WHAT YOU HAVE TO DO:
Rewrite the rows below as a numbered list, from the first row through the row containing "point(107, 121)", both included, leaving out any blank lines.

── SUPPLIED MATERIAL

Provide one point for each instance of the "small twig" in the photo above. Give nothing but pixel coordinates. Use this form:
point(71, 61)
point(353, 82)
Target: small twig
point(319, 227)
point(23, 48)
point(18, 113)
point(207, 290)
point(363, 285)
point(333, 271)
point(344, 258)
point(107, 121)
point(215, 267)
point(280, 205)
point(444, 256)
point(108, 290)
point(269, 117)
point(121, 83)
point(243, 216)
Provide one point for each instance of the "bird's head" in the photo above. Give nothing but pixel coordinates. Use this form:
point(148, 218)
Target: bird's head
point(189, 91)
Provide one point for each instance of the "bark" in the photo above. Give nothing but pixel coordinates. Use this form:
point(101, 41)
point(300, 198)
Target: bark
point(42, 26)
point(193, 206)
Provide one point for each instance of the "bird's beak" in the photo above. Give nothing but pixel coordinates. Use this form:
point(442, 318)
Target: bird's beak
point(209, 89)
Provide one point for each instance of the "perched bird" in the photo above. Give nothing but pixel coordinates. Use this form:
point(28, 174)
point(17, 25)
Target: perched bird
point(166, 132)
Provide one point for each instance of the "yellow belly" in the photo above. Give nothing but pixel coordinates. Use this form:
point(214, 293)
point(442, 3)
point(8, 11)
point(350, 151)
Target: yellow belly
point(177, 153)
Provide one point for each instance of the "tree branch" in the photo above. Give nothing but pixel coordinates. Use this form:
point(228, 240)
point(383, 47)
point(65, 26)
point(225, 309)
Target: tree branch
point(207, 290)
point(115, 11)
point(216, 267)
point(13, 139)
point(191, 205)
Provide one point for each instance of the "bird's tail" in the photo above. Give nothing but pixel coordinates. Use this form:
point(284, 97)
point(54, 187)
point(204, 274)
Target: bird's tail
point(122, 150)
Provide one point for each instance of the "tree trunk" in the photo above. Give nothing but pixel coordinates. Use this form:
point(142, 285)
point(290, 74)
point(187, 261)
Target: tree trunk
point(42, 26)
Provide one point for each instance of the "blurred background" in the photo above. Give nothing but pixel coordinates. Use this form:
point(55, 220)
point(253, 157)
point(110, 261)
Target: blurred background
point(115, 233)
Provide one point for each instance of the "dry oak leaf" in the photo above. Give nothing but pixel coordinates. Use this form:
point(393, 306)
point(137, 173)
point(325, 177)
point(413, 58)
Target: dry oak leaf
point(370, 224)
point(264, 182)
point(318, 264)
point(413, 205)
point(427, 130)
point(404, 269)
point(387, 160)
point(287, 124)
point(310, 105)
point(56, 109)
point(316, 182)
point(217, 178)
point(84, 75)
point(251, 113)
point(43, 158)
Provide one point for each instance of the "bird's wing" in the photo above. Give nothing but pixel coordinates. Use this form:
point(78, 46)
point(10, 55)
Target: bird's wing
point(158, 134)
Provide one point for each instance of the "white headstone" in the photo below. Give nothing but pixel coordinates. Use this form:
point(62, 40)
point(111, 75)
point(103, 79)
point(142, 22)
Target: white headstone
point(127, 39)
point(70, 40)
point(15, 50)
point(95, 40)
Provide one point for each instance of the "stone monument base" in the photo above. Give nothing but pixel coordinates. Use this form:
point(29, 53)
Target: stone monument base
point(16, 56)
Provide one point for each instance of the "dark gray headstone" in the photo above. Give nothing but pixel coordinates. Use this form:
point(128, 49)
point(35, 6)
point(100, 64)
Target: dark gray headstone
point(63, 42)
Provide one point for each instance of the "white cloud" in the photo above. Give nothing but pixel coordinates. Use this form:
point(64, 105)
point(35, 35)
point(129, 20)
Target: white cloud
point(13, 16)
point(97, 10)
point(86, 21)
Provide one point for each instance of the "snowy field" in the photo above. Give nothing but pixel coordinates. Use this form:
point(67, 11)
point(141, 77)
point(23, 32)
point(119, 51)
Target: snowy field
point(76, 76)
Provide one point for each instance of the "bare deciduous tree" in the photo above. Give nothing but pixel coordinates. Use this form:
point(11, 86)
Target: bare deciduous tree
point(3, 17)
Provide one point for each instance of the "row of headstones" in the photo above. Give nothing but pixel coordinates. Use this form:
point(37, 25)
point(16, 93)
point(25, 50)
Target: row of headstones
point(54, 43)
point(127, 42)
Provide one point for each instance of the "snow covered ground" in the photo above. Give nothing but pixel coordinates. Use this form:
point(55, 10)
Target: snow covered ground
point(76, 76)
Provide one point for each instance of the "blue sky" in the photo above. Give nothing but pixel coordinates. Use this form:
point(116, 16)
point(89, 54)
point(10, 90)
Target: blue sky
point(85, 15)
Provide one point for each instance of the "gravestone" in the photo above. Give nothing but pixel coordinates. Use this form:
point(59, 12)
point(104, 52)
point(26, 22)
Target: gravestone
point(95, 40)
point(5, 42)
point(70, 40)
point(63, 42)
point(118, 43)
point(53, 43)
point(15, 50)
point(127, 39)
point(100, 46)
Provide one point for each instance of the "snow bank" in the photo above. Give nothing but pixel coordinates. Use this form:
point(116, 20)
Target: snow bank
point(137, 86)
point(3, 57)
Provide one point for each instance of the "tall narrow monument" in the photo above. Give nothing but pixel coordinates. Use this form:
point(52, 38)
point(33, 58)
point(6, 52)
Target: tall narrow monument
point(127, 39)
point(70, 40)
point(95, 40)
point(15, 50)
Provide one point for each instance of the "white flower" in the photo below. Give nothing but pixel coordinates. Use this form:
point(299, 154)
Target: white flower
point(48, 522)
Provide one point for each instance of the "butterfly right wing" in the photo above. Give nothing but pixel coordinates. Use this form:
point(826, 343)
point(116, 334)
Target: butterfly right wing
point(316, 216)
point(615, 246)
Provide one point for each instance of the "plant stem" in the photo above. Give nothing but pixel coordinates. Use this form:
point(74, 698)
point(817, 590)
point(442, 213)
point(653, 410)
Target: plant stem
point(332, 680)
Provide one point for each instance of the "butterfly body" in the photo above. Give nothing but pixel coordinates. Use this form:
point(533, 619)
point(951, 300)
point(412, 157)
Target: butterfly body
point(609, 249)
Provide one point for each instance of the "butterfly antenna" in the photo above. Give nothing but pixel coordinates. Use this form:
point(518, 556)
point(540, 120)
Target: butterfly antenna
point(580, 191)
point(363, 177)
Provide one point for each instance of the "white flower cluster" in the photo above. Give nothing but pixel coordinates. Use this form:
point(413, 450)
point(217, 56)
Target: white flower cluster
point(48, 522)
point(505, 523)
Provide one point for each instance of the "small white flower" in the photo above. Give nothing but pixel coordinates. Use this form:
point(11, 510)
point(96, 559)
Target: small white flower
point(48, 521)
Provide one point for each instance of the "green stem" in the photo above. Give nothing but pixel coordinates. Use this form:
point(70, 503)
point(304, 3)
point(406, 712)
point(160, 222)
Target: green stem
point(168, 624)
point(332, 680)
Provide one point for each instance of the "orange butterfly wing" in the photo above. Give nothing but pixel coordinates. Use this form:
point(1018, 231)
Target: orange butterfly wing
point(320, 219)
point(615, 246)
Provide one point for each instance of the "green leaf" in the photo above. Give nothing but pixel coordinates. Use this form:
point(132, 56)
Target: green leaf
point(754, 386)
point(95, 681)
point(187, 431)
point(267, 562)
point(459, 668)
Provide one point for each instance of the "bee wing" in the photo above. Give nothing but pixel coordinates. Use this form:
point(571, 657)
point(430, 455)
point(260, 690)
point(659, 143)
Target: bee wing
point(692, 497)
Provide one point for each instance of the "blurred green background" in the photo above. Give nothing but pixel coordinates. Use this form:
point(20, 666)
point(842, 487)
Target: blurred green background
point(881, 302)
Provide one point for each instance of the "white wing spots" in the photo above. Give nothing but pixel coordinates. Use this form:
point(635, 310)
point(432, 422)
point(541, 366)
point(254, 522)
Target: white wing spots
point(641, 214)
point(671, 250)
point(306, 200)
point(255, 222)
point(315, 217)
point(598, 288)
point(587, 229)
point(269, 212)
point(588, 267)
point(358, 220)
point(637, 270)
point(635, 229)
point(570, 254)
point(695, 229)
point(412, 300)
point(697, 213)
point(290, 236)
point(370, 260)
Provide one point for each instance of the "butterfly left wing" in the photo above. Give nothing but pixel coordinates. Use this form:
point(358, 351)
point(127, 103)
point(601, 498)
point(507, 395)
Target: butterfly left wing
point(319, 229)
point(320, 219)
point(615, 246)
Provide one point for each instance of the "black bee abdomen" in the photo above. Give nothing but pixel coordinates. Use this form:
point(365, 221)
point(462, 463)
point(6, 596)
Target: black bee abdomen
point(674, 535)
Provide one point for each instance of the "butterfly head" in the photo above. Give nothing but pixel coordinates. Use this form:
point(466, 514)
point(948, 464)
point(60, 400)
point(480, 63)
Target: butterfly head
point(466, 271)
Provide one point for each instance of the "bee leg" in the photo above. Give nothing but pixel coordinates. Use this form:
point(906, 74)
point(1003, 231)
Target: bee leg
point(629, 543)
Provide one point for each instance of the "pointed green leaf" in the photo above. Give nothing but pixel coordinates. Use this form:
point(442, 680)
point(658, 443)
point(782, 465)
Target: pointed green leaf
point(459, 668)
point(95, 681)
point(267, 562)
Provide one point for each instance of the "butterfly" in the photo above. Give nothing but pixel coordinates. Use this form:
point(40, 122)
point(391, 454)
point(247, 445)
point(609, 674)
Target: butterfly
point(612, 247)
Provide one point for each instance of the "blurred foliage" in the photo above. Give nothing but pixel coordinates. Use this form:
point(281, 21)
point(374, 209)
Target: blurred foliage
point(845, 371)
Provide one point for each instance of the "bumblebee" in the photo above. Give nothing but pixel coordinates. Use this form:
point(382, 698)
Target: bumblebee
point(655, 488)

────

EXERCISE ANSWER:
1. Provide one point for each instance of the "small twig" in the photo above. Give nothing but pixel coordinates. Use this form:
2. point(71, 61)
3. point(353, 82)
4. Target: small twig
5. point(319, 227)
6. point(23, 48)
7. point(18, 113)
8. point(207, 290)
9. point(363, 285)
10. point(333, 271)
11. point(344, 258)
12. point(107, 121)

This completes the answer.